* Required work *
Render every row below as a numbered list, leaving out any blank lines.
↓
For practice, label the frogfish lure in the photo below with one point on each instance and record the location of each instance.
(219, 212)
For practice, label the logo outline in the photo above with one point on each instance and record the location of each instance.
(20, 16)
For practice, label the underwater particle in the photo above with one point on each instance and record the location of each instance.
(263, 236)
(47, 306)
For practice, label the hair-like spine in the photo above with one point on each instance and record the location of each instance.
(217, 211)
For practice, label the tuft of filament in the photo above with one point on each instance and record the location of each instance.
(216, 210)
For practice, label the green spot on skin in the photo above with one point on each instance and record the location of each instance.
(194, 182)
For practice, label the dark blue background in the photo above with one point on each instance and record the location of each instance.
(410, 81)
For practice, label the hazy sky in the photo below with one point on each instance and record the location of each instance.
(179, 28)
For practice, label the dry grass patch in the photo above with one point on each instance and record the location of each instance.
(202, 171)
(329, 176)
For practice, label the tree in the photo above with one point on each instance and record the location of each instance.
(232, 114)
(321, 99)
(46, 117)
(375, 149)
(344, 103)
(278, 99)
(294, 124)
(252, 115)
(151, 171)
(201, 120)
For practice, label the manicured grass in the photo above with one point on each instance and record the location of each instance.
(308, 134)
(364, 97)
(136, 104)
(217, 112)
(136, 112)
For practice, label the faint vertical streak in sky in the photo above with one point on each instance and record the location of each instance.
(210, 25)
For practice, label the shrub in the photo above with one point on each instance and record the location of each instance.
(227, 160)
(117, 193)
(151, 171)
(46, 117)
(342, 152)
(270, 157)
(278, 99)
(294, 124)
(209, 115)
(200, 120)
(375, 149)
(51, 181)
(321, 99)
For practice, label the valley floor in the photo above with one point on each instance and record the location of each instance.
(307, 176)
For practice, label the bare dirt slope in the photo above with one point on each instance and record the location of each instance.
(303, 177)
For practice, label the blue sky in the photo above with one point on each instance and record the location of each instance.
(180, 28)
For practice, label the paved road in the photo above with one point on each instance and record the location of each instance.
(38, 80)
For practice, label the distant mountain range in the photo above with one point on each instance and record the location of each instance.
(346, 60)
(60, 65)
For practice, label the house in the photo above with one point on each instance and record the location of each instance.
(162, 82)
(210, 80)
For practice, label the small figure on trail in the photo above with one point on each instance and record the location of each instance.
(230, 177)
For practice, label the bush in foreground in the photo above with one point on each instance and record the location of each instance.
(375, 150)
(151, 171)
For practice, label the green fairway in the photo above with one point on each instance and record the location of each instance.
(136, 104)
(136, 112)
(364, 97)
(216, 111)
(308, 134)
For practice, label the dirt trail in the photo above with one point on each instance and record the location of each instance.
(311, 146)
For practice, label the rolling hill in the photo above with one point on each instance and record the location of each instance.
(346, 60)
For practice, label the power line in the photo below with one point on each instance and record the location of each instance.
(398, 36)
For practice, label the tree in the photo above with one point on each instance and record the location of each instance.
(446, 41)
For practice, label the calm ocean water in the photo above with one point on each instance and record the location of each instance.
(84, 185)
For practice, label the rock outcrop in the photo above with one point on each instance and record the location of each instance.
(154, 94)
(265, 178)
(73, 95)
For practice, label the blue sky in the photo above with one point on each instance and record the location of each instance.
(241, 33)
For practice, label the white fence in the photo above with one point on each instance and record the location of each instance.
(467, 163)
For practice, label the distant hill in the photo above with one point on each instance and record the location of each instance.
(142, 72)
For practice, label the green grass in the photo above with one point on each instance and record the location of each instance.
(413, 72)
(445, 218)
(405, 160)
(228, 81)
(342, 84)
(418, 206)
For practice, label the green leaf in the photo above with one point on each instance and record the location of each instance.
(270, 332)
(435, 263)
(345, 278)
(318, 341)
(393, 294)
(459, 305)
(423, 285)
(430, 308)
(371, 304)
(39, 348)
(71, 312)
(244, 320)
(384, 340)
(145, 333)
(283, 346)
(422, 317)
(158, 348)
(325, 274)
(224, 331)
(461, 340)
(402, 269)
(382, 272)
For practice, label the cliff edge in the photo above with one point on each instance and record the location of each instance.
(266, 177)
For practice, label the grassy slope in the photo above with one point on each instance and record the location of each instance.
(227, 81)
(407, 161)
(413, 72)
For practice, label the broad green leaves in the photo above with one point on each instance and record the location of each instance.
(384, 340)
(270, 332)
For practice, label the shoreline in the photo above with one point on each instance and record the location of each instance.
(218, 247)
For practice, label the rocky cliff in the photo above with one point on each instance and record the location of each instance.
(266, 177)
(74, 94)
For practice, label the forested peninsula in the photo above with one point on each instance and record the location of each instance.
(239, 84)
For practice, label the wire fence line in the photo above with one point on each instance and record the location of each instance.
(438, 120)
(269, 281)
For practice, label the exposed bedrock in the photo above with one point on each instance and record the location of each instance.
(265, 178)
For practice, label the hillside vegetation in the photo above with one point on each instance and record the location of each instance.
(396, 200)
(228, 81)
↑
* Output *
1. For practice, label the frogfish lure in the photo below with one point on each instance and record the location of each instance.
2. (219, 212)
3. For practice, label the logo outline in the photo above with one point on each instance and record the location of each instance.
4. (20, 16)
5. For practice, label the underwater particle in the photo above with one point on each instance and record the location of each instance.
6. (263, 236)
7. (47, 306)
8. For practice, label the hair-like spine in the photo above with one point on each instance and record the location of each instance.
9. (217, 211)
10. For practice, label the tuft of filament in the photo above with one point on each instance and record the location of each instance.
11. (216, 210)
12. For practice, label the green spot on skin in the photo above with one point on each instance and record the location of each instance.
13. (194, 182)
14. For practice, label the dark blue background in the photo above with one point on each instance and record the location of each instance.
15. (410, 81)
16. For practice, label the hazy sky in the photo below with one point on each instance and record the location of each instance.
17. (179, 28)
18. For practice, label the dry grass patch in the photo above with one point on each instance and record the location of each instance.
19. (202, 171)
20. (329, 176)
21. For practice, label the tree in the photo above with one point on each instance and record the location of each instance.
22. (232, 114)
23. (321, 99)
24. (46, 117)
25. (375, 149)
26. (344, 103)
27. (278, 99)
28. (294, 124)
29. (252, 115)
30. (151, 171)
31. (201, 120)
32. For practice, label the manicured grass in the photo above with one point on each instance and record the location of each instance.
33. (308, 134)
34. (364, 97)
35. (136, 104)
36. (217, 112)
37. (136, 112)
38. For practice, label the faint vertical streak in sky in the photo above with one point on each instance and record the location of each instance.
39. (210, 25)
40. For practice, label the shrub in the photo above with one point on each instance and record the location of each instance.
41. (227, 160)
42. (117, 193)
43. (151, 171)
44. (46, 117)
45. (342, 152)
46. (270, 157)
47. (278, 99)
48. (294, 124)
49. (209, 115)
50. (200, 120)
51. (375, 149)
52. (51, 181)
53. (321, 99)
54. For practice, label the valley floor in the photo above with one point on each instance and record the location of each instance.
55. (307, 176)
56. For practice, label the bare dirt slope in the photo above with one point on each instance and record the location of each instance.
57. (303, 177)
58. For practice, label the blue sky in the photo above with one point on each instance and record the location of each instance.
59. (180, 28)
60. For practice, label the paved road in the photo above with one point on each instance and record the location of each instance.
61. (38, 80)
62. For practice, label the distant mountain range in the photo above with one point on each instance and record the location of each instance.
63. (346, 60)
64. (60, 65)
65. For practice, label the house in the photo above with one point on each instance and record the location of each instance.
66. (162, 82)
67. (210, 80)
68. For practice, label the small figure on trail in the photo above with one point on each instance and record the location of each instance.
69. (230, 177)
70. For practice, label the bush in foreground in the photo above with one point on each instance and record the location of each instance.
71. (375, 150)
72. (151, 171)
73. For practice, label the green fairway in the photo above with one point on each instance and record the location of each instance.
74. (136, 104)
75. (136, 112)
76. (364, 97)
77. (216, 111)
78. (308, 134)
79. For practice, label the dirt trail in the photo above with one point on each instance and record the location of each instance.
80. (311, 146)
81. For practice, label the rolling hill in the photo above with one point on each instance and record the location of each instance.
82. (346, 60)
83. For practice, label the power line in the photo below with one point on each instance and record the location of each instance.
84. (398, 36)
85. For practice, label the tree in the photo above with one point on each instance and record the location of each instance.
86. (446, 41)
87. For practice, label the calm ocean water in the photo above with one point on each instance and record the location of each instance.
88. (84, 185)
89. For practice, label the rock outcrop in the photo above with one point on each instance and record the location of each instance.
90. (154, 94)
91. (265, 178)
92. (73, 95)
93. For practice, label the blue sky in the photo above with one point on each instance and record the location of each instance.
94. (241, 33)
95. For practice, label the white fence in the photo above with one point on each instance and record the location of each instance.
96. (467, 163)
97. For practice, label the distant hill in the photo above with one point on each instance and record the location of each instance.
98. (142, 72)
99. For practice, label the green grass in the photo above with one point on each instance and record the location of each instance.
100. (413, 72)
101. (445, 218)
102. (405, 160)
103. (228, 81)
104. (342, 84)
105. (418, 206)
106. For practice, label the green leaf in the photo above with one point on each instance and record the location of each instance.
107. (270, 332)
108. (435, 263)
109. (345, 278)
110. (318, 341)
111. (393, 294)
112. (459, 305)
113. (423, 285)
114. (430, 308)
115. (371, 304)
116. (39, 348)
117. (71, 312)
118. (244, 320)
119. (384, 340)
120. (145, 333)
121. (283, 346)
122. (422, 317)
123. (158, 348)
124. (325, 274)
125. (224, 331)
126. (461, 340)
127. (402, 269)
128. (382, 272)
129. For practice, label the cliff edge in the photo above with one point on each instance and record the location of each instance.
130. (266, 177)
131. For practice, label the grassy slope in the photo above with one point on each instance and record the location of each instance.
132. (227, 81)
133. (407, 161)
134. (413, 72)
135. For practice, label the broad green leaves in the photo above with one point on each instance and record the location of each instance.
136. (384, 340)
137. (270, 332)
138. For practice, label the shoreline in the photo above with one point on each instance and record the location of each instance.
139. (218, 247)
140. For practice, label the rocky cliff in the photo above with one point on each instance and record the location of each instance.
141. (266, 177)
142. (74, 94)
143. For practice, label the forested peninsula in the photo above with one point on each instance and record the location of each instance.
144. (239, 84)
145. For practice, label the wire fence line in the photo above with one point on each instance and record the location of each instance.
146. (438, 120)
147. (269, 281)
148. For practice, label the exposed bedrock in the photo above with one point on each instance and record the location of each instance.
149. (265, 178)
150. For practice, label the hillside vegetation in the photo above with one point on each instance and record the location of each instance.
151. (396, 200)
152. (228, 81)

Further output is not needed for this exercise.